▶ [Aufgaben]
1. Beantworten Sie anhand des Textes zur Wahl Macrons diese Fragen:
(a) Mit wie viel Prozent Vorsprung gewann Macron die Präsidentschaftswahl?
(b) Welcher Politiker versucht laut Text nach dem Brexit ebenfalls, sein Land zu einer echten Grande Nation zu machen?
(c) Welche zwei Länder werden als Beispiele dafür genannt, dass Sozialismus zu Unterdrückung und Gewalt führt?
2. Schreiben Sie aus dem Text zur Wahl Macrons den Abschnitt ab, der mit den Worten „Auch in Teilen“ beginnt und mit „ist, irgendwie dagegen.“ endet.
3. Knüpfen Sie an den Text zur Wahl Macrons an und führen Sie ihn nach seinem letzten Satz weiter.

▶ [Vorliegender Text]
Gut oder schlecht? Die Wahl Macrons garantiert auf jeden Fall Stabilität für Paris, Brüssel und Berlin

Emmanuel Macron hat die Wahl in Frankreich gewonnen. Foto: Ludovic Marin/AFP/dpa

von KLAUS KELLE

PARIS – Die Medien heizten die Spannung seit zwei Wochen an, am Ende wurde die Präsidentschaftswahl in Frankreich ein großer Erfolg für den alten und neuen Präsidenten Emmanul Macron. 16 Prozent Vorsprung – ein Kopf-an-Kopf-Rennen sieht anders aus. Alle gegen Le Pen – so lautete die Parole, nachdem klar war, dass es zu einer Neuauflage der Kräftmessens um den Élysée-Palast
zwischen der Rechten und dem Linken kommen würde, wenn Sie mir erlauben das etwas zu vereinfachen.

Dabei ist Frau Le Pen gar keine wirkliche Rechte, im Grunde ist sie eine Sozialistin, die zwar den Islam in ihrem Land bekämpft und Frankreich wieder zu einer echten Grande Nation machen will, was ja auch Boris Johnson nach dem Brexit versucht. Ein großes Land im Herzen Europas ohne die Fesseln der Abstimmung mit zwei Dutzend weiteren Staaten, ohne Vorschriften und linke Volksbeglückung aus Brüssel.

Auch in Teilen Ostdeutschlands findet man seit einiger Zeit ja vermehrt Rechte, die meinen, wenn sie vor Sozialimus noch ein kleines „patriotisch“ dazustellen, dann würde es – dieses Mal aber wirklich – funktionieren. Ist aber ein Irrtum. Sozialismus funktioniert nie, einfach, weil diese Gleichmacherei der Natur des Menschen widerspricht, und weil sie immer zur Unterdrückung führt und mit Gewalt verbunden ist, wie wir ja sowohl in Kuba als auch in Venezuela erleben durften – zum Glück nur aus der Ferne. Schönes Wetter, mieses System. Doch nichts kann so ätzend sein, als dass es nicht Menschen gäbe, die unbedingt mit dem Kopf durch die Wand wollen. Egal für oder gegen was auch immer – Hauptsache ist, irgendwie dagegen.

Anders als beim Sozialismus, der schon als Idee idiotisch ist, wäre ein vereintes Europa souveräner Vaterländer eine gute Sache. Aber sie versauen es in Brüssel aus vielerlei Gründen. Nicht die EU an sich ist das Problem, sie ist/wäre eine richtig gute Idee. Mit mehr Transparenz, mit mehr Demokratie und mit mehr Konzentrieren auf den Kernauftrag.

▶ [Rohdaten]
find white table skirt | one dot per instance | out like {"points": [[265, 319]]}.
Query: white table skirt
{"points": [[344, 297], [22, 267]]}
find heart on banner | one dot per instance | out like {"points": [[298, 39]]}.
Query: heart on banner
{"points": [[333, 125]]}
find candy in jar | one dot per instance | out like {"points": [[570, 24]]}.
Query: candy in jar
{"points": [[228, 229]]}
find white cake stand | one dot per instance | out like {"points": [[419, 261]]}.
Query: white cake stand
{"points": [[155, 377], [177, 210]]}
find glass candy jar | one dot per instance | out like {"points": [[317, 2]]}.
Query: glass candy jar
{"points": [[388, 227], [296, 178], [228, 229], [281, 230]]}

==

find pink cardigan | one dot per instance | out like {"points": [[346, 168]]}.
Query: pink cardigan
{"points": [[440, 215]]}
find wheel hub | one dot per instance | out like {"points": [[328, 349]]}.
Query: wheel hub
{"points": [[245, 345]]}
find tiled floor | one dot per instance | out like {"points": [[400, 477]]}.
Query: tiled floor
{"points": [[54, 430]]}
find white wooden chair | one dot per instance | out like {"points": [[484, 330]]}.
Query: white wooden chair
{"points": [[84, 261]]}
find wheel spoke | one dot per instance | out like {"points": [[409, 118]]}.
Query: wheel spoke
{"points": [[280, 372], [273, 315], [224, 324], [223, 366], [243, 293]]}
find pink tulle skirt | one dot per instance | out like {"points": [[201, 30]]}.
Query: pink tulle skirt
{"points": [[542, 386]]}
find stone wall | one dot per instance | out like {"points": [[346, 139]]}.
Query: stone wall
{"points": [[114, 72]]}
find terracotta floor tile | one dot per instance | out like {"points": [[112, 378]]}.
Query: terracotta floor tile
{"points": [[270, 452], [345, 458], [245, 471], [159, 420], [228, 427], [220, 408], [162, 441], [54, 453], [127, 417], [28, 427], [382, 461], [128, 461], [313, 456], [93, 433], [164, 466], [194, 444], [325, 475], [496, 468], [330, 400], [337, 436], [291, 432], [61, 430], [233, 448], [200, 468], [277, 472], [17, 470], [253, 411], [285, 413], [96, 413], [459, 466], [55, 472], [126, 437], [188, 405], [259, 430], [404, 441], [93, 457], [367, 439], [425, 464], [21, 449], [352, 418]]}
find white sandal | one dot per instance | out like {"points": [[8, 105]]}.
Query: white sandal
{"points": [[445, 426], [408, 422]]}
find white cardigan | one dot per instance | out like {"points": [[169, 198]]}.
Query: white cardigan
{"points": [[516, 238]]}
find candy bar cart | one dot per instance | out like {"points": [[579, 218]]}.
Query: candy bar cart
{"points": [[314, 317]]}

▶ [Antworten je Aufgabe]
1.
(a) 16 Prozent
(b) Boris Johnson
(c) Kuba und Venezuela

2.
Auch in Teilen Ostdeutschlands findet man seit einiger Zeit ja vermehrt Rechte, die meinen, wenn sie vor Sozialimus noch ein kleines „patriotisch“ dazustellen, dann würde es – dieses Mal aber wirklich – funktionieren. Ist aber ein Irrtum. Sozialismus funktioniert nie, einfach, weil diese Gleichmacherei der Natur des Menschen widerspricht, und weil sie immer zur Unterdrückung führt und mit Gewalt verbunden ist, wie wir ja sowohl in Kuba als auch in Venezuela erleben durften – zum Glück nur aus der Ferne. Schönes Wetter, mieses System. Doch nichts kann so ätzend sein, als dass es nicht Menschen gäbe, die unbedingt mit dem Kopf durch die Wand wollen. Egal für oder gegen was auch immer – Hauptsache ist, irgendwie dagegen.

3.
Macron, jetzt widergewählt, war nach dem ersten Wahlgang nervös geworden. In den zwei Wochen vor seiner Wiederwahl zog er immer wieder sein Jackett aus, um sich in eine Menschenmenge zu begeben und beschimpfen zu lassen. «Ich habe Sie 2017 gewählt, aber ich bedauere es», sagt eine Frau im Norden Frankreichs vor wenigen Tagen zu ihm.

«Macron, tritt zurück!», skandieren ihm in der Pariser Vorstadt Saint-Denis junge Leute entgegen. «Präsident der Reichen», schallt es von anderen. Vor der Stichwahl um den Präsidentenpalast ging der 44-Jährige in die Orte, wo Menschen sich nicht für ein Selfie nach vorne drängen, sondern um ihm ins Gesicht zu sagen, was schief läuft in Frankreich.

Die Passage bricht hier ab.